Every record below should be printed exactly as it appears.

_Data for this exercise_:
• • •

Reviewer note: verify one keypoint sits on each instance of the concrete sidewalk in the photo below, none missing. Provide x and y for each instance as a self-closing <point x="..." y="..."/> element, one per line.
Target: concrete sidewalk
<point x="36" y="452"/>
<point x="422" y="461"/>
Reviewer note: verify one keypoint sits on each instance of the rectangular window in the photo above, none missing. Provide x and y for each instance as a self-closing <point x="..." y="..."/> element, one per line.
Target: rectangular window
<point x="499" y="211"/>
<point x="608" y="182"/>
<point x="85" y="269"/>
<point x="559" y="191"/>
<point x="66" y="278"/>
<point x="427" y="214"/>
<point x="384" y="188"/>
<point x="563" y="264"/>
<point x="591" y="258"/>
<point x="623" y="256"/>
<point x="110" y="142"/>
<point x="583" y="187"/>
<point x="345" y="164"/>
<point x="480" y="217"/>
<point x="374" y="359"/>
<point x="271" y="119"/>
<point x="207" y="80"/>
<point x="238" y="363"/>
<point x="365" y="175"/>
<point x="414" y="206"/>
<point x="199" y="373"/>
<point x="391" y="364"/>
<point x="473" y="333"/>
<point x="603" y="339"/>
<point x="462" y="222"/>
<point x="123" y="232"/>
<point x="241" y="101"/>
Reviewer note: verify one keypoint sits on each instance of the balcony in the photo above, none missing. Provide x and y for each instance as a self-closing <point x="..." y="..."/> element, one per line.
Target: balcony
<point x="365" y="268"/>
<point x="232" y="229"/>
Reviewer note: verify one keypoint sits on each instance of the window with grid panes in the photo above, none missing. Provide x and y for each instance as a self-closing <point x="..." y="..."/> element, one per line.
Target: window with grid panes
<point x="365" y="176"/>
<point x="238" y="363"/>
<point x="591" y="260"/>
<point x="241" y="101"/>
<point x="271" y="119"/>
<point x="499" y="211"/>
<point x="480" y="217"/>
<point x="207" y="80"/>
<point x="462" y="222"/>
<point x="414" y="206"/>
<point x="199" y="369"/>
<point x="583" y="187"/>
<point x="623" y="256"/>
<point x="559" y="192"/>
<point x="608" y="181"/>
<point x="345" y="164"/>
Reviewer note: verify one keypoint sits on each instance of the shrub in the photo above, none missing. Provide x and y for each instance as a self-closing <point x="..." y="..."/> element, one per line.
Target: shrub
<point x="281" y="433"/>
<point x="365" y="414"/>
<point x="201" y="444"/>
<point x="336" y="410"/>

• • •

_Full solution_:
Reviewer note: verify one keypoint sits on each instance of the concrete sidewalk in the photo below, none missing. Provide x and y for each instance as a self-closing <point x="..." y="..."/> element, one per line.
Target: concrete sidewalk
<point x="36" y="452"/>
<point x="422" y="461"/>
Reviewer note: verify one keypoint sits on each instance of the rectangular window in the photo above, none missing. Provide x and y for each instance as a self-closing <point x="..." y="..."/> element, one per line.
Target: rectangular window
<point x="499" y="211"/>
<point x="608" y="182"/>
<point x="85" y="269"/>
<point x="559" y="191"/>
<point x="66" y="278"/>
<point x="427" y="214"/>
<point x="384" y="188"/>
<point x="563" y="264"/>
<point x="591" y="258"/>
<point x="623" y="256"/>
<point x="110" y="142"/>
<point x="583" y="187"/>
<point x="345" y="164"/>
<point x="480" y="217"/>
<point x="374" y="359"/>
<point x="271" y="119"/>
<point x="207" y="80"/>
<point x="238" y="363"/>
<point x="365" y="175"/>
<point x="414" y="206"/>
<point x="199" y="373"/>
<point x="391" y="364"/>
<point x="473" y="333"/>
<point x="603" y="339"/>
<point x="462" y="222"/>
<point x="123" y="232"/>
<point x="241" y="101"/>
Reviewer note: verify one keypoint sits on each instance of the balcony in the photo above, none missing. Provide x and y for each instance as a self-closing <point x="..." y="..."/> element, one per line.
Target: balcony
<point x="365" y="268"/>
<point x="232" y="229"/>
Reviewer note: verify one keypoint sits on each instance of the window with grid panes in the photo above, none missing. Provide x and y for each instance as a self-closing <point x="..." y="..."/> element, one per line.
Target: window with grid panes
<point x="365" y="176"/>
<point x="238" y="363"/>
<point x="591" y="260"/>
<point x="241" y="101"/>
<point x="271" y="119"/>
<point x="499" y="211"/>
<point x="480" y="217"/>
<point x="207" y="80"/>
<point x="462" y="222"/>
<point x="414" y="206"/>
<point x="199" y="369"/>
<point x="583" y="187"/>
<point x="623" y="256"/>
<point x="559" y="192"/>
<point x="608" y="181"/>
<point x="345" y="164"/>
Reviewer note: verify one keypoint sits on each instance of the shrub in the photo above, none missing. Provide x and y for each instance as a self-closing <point x="..." y="..."/> element, one per line.
Target: shrub
<point x="281" y="433"/>
<point x="365" y="414"/>
<point x="201" y="444"/>
<point x="336" y="410"/>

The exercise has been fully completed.